» Dataset entries:
═══
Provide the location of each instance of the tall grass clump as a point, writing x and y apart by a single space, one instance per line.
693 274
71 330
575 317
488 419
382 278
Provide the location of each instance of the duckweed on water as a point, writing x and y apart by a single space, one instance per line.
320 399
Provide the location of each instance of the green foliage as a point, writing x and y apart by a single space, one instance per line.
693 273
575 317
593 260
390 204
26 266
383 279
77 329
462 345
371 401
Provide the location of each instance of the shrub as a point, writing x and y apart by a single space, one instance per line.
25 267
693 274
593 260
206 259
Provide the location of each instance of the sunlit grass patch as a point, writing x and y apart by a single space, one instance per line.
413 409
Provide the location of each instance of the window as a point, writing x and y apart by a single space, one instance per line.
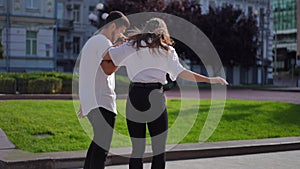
31 43
76 45
32 4
76 13
212 4
237 6
250 10
60 44
60 10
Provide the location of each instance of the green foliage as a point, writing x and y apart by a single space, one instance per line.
22 120
7 85
45 85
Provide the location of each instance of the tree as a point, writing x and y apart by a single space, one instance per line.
1 51
234 35
135 6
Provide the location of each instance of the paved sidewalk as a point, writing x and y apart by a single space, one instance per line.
278 160
224 155
279 95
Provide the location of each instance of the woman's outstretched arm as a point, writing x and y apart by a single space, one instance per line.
192 76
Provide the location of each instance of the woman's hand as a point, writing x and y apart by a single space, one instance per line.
80 113
218 80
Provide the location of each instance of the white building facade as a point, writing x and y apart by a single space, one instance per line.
262 73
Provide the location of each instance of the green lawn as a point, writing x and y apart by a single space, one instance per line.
23 120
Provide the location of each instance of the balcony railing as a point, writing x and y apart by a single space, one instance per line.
65 25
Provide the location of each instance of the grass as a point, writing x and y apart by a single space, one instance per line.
23 120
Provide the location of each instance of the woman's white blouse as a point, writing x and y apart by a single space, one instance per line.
145 65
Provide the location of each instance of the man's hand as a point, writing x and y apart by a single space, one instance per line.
218 80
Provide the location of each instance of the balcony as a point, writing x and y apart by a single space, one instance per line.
65 25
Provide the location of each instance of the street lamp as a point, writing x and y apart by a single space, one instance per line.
98 19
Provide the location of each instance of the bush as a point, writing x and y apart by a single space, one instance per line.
66 82
7 85
45 85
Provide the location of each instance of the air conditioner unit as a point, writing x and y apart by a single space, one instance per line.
69 7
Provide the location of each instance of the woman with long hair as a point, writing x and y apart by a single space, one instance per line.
148 56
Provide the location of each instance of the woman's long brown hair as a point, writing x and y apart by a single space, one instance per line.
154 35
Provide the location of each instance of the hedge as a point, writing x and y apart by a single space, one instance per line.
27 83
45 85
7 85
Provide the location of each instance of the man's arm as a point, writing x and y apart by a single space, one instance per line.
108 67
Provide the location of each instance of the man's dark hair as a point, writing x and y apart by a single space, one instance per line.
═══
Except for the pictures, print the data above exactly.

Provide the location of each instance of the tall grass clump as a point, writing x and y apart by a single space, one instance per line.
693 274
71 330
575 317
488 419
382 278
Provide the location of each instance of the duckweed on water as a point, writing x and y apart by a single space, one instance per line.
320 399
Provide the location of each instance of the green foliage as a point, writing x and y apart by a single space, one instance per line.
693 273
575 317
593 260
390 204
26 266
383 279
77 329
462 345
371 401
Provide the location of each instance of the shrub as a point, writing x and y apart by a single space, one instance per line.
25 267
693 274
593 260
206 259
Provide the location of each instance of the sunlit grass patch as a point, writing x and y apart by a single space, one instance per line.
413 409
Provide the location of each instance of the window as a point, writing x and y apart by a single space, one instance per line.
31 43
76 45
32 4
76 13
212 4
237 6
250 10
60 44
60 10
Provide the location of each instance of the green foliage as a point, writing x and y apart by a single space, one instance per line.
22 120
7 85
45 85
Provide the location of each instance of the tree as a point, writing x and y apart by a single space, one instance per line.
1 51
234 35
135 6
Provide the location of each instance of the paved sidewalk as a point, writing x and y apart by a single space, one instance per line.
278 160
224 155
279 95
Provide the location of each instance of the woman's outstretched arm as a point, writing x and y apart by a single space, one instance per line.
192 76
Provide the location of each instance of the woman's hand as a point, writing x and y apart by a single space, one instance per line.
80 113
218 80
Provide the location of each instance of the white building facade as a point, writing x and y apart by a single space, one instance per line.
262 73
Provide the location of each instance of the green lawn as a point, writing x and y apart by a single space, one instance per line.
23 120
Provide the location of each instance of the balcony railing as a point, writing x and y apart by a single space, one instance per line.
65 25
Provide the location of each instance of the grass as a point, writing x and y apart by a single space, one instance per line.
23 120
Provide the location of each instance of the woman's white blouse as a point, writing x and y apart by a single space, one instance per line.
145 65
Provide the location of each instance of the man's hand as a point, writing x and y apart by a single space, one instance per line.
218 80
Provide the location of each instance of the balcony as a point, writing x and y apart by a single space, one instance per line.
65 25
Provide the location of each instance of the street lamp as a point, writing x and y apart by a single space, one instance per line.
98 19
Provide the location of each instance of the bush as a point, writing x and y apart by a single space, one instance per line.
66 82
7 85
45 85
Provide the location of each instance of the air conditioner unit as a point, writing x and y apart by a single space, one instance per line.
69 7
Provide the location of each instance of the woman with long hair as a point, writing x and y apart by a single space, one instance per line.
148 56
Provide the location of each instance of the woman's long brown hair as a point, writing x and y apart by a single space, one instance per line.
154 35
Provide the location of each instance of the hedge as a point, writing x and y apart by a single space, one instance per line.
27 83
45 85
7 85
Provide the location of each instance of the man's arm as a point, writing x and y apart by a single space, one instance per line.
108 67
Provide the location of each instance of the man's dark hair as a point, writing x and y apart by a single space, one instance per line.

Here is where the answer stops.